● Saved entries:
+ + + +

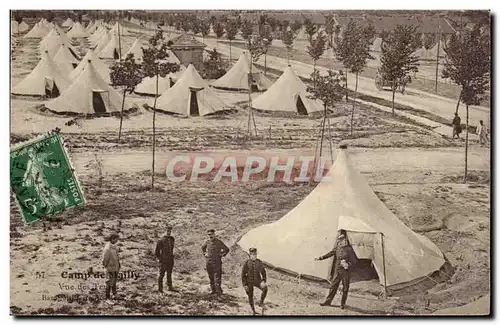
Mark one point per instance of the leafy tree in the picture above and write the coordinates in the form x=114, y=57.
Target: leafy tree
x=398, y=59
x=311, y=29
x=246, y=29
x=231, y=31
x=329, y=90
x=288, y=39
x=267, y=40
x=353, y=51
x=155, y=64
x=296, y=26
x=214, y=67
x=429, y=41
x=126, y=74
x=316, y=48
x=330, y=30
x=468, y=64
x=204, y=29
x=219, y=31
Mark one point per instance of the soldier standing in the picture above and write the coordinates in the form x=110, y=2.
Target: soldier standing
x=111, y=262
x=343, y=260
x=214, y=249
x=165, y=254
x=253, y=275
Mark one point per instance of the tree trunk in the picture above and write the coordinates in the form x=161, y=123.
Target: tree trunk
x=458, y=102
x=121, y=115
x=393, y=95
x=154, y=136
x=354, y=102
x=322, y=134
x=466, y=140
x=265, y=64
x=346, y=89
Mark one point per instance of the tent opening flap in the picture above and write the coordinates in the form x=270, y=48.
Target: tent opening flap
x=193, y=104
x=301, y=108
x=98, y=102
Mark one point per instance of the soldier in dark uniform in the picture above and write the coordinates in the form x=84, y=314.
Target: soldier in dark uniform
x=253, y=275
x=344, y=259
x=165, y=254
x=214, y=249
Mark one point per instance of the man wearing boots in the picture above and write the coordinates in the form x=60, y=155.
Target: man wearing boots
x=253, y=275
x=165, y=254
x=111, y=262
x=344, y=259
x=213, y=250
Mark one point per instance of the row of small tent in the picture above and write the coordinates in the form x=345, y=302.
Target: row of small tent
x=184, y=93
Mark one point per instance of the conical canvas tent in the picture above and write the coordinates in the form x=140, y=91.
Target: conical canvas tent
x=111, y=50
x=237, y=77
x=102, y=42
x=345, y=201
x=23, y=27
x=136, y=50
x=377, y=45
x=288, y=94
x=45, y=80
x=38, y=31
x=77, y=31
x=100, y=67
x=99, y=32
x=68, y=23
x=88, y=94
x=65, y=60
x=191, y=95
x=53, y=41
x=14, y=27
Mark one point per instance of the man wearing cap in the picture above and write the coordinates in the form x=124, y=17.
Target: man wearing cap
x=253, y=275
x=111, y=262
x=344, y=259
x=165, y=253
x=213, y=250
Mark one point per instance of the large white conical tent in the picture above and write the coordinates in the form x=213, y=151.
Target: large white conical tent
x=23, y=27
x=111, y=50
x=88, y=94
x=77, y=31
x=288, y=94
x=344, y=200
x=191, y=95
x=237, y=77
x=39, y=30
x=45, y=80
x=68, y=23
x=65, y=60
x=100, y=67
x=136, y=50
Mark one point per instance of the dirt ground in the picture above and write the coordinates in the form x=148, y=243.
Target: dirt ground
x=416, y=172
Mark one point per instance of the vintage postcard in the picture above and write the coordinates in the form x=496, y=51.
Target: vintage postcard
x=250, y=162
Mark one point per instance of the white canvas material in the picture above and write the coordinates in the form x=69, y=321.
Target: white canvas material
x=100, y=67
x=237, y=77
x=177, y=99
x=284, y=93
x=34, y=83
x=346, y=202
x=78, y=97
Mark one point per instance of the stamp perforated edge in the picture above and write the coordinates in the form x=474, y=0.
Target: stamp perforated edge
x=64, y=147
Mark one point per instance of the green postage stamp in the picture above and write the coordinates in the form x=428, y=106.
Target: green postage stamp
x=42, y=179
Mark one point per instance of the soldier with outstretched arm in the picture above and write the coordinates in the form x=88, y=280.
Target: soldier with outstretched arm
x=344, y=259
x=213, y=250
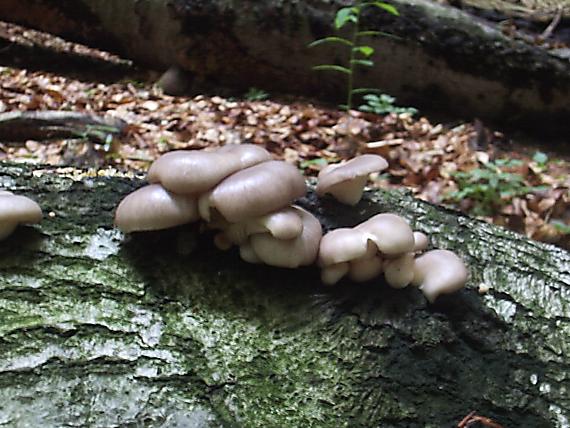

+ + + +

● Task objective: This task calls for an exact copy of the data above, without pictures.

● Exercise result:
Mark one point per instance of the leafy tree in the picture above and write the coordinates in the form x=114, y=57.
Target: leafy tree
x=398, y=59
x=311, y=29
x=246, y=29
x=231, y=31
x=329, y=90
x=288, y=39
x=267, y=40
x=353, y=51
x=155, y=64
x=296, y=26
x=214, y=67
x=429, y=41
x=126, y=74
x=316, y=48
x=330, y=30
x=468, y=64
x=204, y=29
x=219, y=31
Mark one point per instance of the soldier standing in the picture above and write the coordinates in the form x=110, y=2.
Target: soldier standing
x=111, y=262
x=343, y=260
x=214, y=249
x=165, y=254
x=253, y=275
Mark one point per instance of the tree trunk in the picture above and write the coordinates in the form x=161, y=123.
Target: tree trunk
x=458, y=102
x=121, y=115
x=393, y=95
x=154, y=136
x=354, y=102
x=322, y=134
x=466, y=140
x=265, y=64
x=346, y=89
Mark one point per instance of the tent opening flap in the picture above and write the coordinates in the form x=270, y=48.
Target: tent opening flap
x=193, y=104
x=301, y=108
x=98, y=102
Mark one point per instance of the soldier in dark uniform in the picture above and write the coordinates in the form x=84, y=314.
Target: soldier in dark uniform
x=253, y=275
x=344, y=259
x=165, y=254
x=214, y=249
Mark one point per instance of the man wearing boots in the picture above and write the coordinates in the form x=60, y=155.
Target: man wearing boots
x=253, y=275
x=165, y=254
x=111, y=262
x=344, y=259
x=213, y=250
Mark one point per instance of the row of small tent in the picture above and write the coordinates in the form x=345, y=302.
Target: row of small tent
x=184, y=93
Mark one point per instance of the conical canvas tent in the picture above and write the coordinates in the form x=140, y=91.
Target: conical canvas tent
x=111, y=50
x=237, y=77
x=102, y=42
x=345, y=201
x=23, y=27
x=136, y=50
x=377, y=45
x=288, y=94
x=45, y=80
x=38, y=31
x=77, y=31
x=100, y=67
x=99, y=32
x=68, y=23
x=88, y=94
x=65, y=60
x=191, y=95
x=53, y=41
x=14, y=27
Mark one point per instance of the man wearing cap in the picture above and write the coordinates in the form x=124, y=17.
Target: man wearing cap
x=253, y=275
x=111, y=262
x=344, y=259
x=165, y=253
x=213, y=250
Mark one point per instance of the large white conical tent in the picture above and write the coordinates in the form x=213, y=151.
Target: large white conical tent
x=23, y=27
x=111, y=50
x=88, y=94
x=77, y=31
x=288, y=94
x=344, y=200
x=191, y=95
x=237, y=77
x=39, y=30
x=45, y=80
x=68, y=23
x=65, y=60
x=100, y=67
x=136, y=50
Mark one point per instance of the dirt ground in the picture above and write the coordinates in the form x=148, y=243.
Target: dirt ground
x=416, y=172
Mark one point per instance of the vintage postcard in the picture above and write the coordinates in the form x=496, y=51.
Target: vintage postcard
x=250, y=162
Mark one point per instance of the white canvas material in the picture above and write the coordinates in the form x=69, y=321.
Target: white canvas material
x=100, y=67
x=237, y=77
x=177, y=99
x=284, y=93
x=34, y=83
x=346, y=202
x=78, y=97
Mark one point per instance of the stamp perforated edge in the picture above and write the coordinates in the form x=474, y=0.
Target: stamp perforated edge
x=64, y=147
Mark one point per instance of the green postage stamp in the picture above and write the coordinates in the form x=428, y=106.
Target: green postage stamp
x=42, y=179
Mark one point per instance of the soldier with outstretched arm in the picture above and write the coordinates in the form x=88, y=280.
Target: soldier with outstretched arm
x=344, y=259
x=213, y=250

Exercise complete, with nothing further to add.